→ Görev Tanımı 1: Verilen metne göre kıta Avrupası firmaları kimler tarafından daha yakından tutulmakta ve kontrol edilmektedir?
→ Görev Tanımı 2: Listenin başından başlayıp "<point>105,8</point>" ifadesini içeren satırla biten bölümünü (bu satır dahil) "girdi" ve "çıktı" adlı iki sütunu olan bir CSV'ye dönüştürün. Listedeki her metin ile ona verilen yanıt birer satırda yer alsın; her alan tırnak içinde olsun ve alanların içindeki satır sonları boşluğa çevrilsin.

→ Verilen Metin:
────────

‘Kurumsal Riskten Korunma, Aile Şirketleri ve CEO Kimliği’ Başlıklı Makalede Yer Alan Tespitler*

Merhum Aydın AKBULAK’ın ölümünün 45’inci yıldönümü anısına…

Pazarlanabilir risklerden korunmak (hedging marketable risks) esasen stratejik kurumsal bir karardır. Faiz oranlarına, döviz kurlarına ve emtia fiyatlarına kilit vurulması (locking in interest rates, exchange rates, and commodity prices), herhangi bir firmanın beklenen nakit akışlarının bu değişkenlerdeki beklenmedik değişikliklere karşı korunmasını sağlar. Örneğin, enerji fiyatlarındaki sert değişikliklere karşı stratejik olarak hedge yapan firma artık artan fiyatlardan nispeten korunur. Kurumsal finans alanındaki deneysel çalışmaların çoğu, riskten korunmanın değer yarattığını ve firmaların genel olarak korunmanın faydalı olduğunun farkında olduğunu göstermekte; küresel anketler de finansal olmayan firmaların çoğunluğunun (majority of non-financial firms) riskten korunmacı (hedger) olduklarını doğrulamaktadır.

Riskten korunmanın bilinen teorik en iyi gerekçeleri;

  • Finansal sıkıntıların maliyetini azaltmak (reducing the cost of financial distress),
  • Olası vergi borçlarını azaltmak (decreasing expected tax liability),
  • Borç kapasitesini artırmak (increasing debt capacity) ve
  • Dış sermaye maliyetini düşürmektir (lowering the cost of external capital).

Riskten korunma (hedging), hisse senedi oynaklığını (stock volatility) azalttığı ve hissedarların yönetimin yeteneklerini daha iyi değerlendirmesine yardımcı olduğu için aracı etkileri de vardır. Bununla birlikte, bir firmanın sahiplik/mülkiyet yapısı (a firm’s ownership structure), çok daha az araştırılan bir riskten korunma belirleyicisidir. Firmaların tipik olarak geniş bir şekilde tutulduğu ABD ve Birleşik Krallıktan farklı olarak, kıta Avrupası firmaları bireyler veya aileler (an individual or a family) tarafından daha yakından tutulmakta ve kontrol edilmektedir. Bu tür hissedarlar uzun vadeli yatırımcılar olup; uzun vadeli yönelimleri, sağlam bir hayatta kalma ve başarılı nesiller arası geçişi amaçlamaktadır. Ayrıca, çoğu durumda şirketin ilk kuruluşuna veya büyümesine önemli ölçüde katkıda bulundukları için, şirkete duygusal olarak da bağlıdırlar. Bu nedenle, aile hissedarları itibarı ve finansal olmayan sosyo-duygusal değeri (non-financial socio-emotional value), yani firmaya alıkonulan duyguyla ilgili değer stokunu korumak isterler. Aile kontrolündeki firmaların daha fazla muhafazakarlığının (conservatism of family-controlled firms), riskten korunma eğilimlerini artırması beklenir.

────────

→ Alıştırma Malzemeleri:
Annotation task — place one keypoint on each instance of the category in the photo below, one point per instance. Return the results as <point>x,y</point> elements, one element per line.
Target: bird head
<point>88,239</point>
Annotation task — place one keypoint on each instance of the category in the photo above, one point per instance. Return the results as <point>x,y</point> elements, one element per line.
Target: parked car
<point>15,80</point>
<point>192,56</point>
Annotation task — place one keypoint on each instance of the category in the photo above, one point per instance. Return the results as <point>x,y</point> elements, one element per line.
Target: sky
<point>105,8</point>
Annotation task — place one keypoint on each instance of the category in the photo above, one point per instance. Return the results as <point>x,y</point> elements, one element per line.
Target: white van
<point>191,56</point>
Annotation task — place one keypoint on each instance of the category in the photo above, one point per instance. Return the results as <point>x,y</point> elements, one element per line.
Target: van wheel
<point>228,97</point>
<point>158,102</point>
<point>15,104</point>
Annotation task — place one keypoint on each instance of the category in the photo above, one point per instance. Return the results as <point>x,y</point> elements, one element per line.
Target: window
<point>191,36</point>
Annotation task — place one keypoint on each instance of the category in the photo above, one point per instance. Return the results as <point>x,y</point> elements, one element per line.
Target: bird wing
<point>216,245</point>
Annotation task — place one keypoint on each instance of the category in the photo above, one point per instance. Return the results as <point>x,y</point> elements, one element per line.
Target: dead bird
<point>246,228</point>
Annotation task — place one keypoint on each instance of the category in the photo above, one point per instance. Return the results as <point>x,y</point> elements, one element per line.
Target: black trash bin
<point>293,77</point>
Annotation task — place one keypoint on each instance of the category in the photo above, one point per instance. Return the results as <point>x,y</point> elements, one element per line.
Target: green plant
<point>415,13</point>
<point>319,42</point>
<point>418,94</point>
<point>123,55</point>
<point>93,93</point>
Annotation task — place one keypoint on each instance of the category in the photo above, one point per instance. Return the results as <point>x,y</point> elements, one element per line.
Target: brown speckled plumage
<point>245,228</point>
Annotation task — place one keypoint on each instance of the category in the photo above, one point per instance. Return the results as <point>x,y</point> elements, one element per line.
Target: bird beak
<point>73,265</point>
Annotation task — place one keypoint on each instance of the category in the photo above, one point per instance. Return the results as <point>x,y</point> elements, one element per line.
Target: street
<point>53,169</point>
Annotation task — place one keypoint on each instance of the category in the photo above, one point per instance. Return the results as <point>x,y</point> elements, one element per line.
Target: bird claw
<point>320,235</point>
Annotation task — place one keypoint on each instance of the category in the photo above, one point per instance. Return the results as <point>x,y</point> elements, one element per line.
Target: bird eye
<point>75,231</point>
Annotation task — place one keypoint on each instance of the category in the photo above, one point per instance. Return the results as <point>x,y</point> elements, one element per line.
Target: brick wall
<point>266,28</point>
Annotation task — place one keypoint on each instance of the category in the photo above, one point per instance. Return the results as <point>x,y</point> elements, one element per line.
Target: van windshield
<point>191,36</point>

────────

→ Tam Yanıt 1: Bireyler veya aileler tarafından.

→ Tam Yanıt 2:
girdi,çıktı
"Annotation task — place one keypoint on each instance of the category in the photo below, one point per instance. Return the results as <point>x,y</point> elements, one element per line. Target: bird head","<point>88,239</point>"
"Annotation task — place one keypoint on each instance of the category in the photo above, one point per instance. Return the results as <point>x,y</point> elements, one element per line. Target: parked car","<point>15,80</point> <point>192,56</point>"
"Annotation task — place one keypoint on each instance of the category in the photo above, one point per instance. Return the results as <point>x,y</point> elements, one element per line. Target: sky","<point>105,8</point>"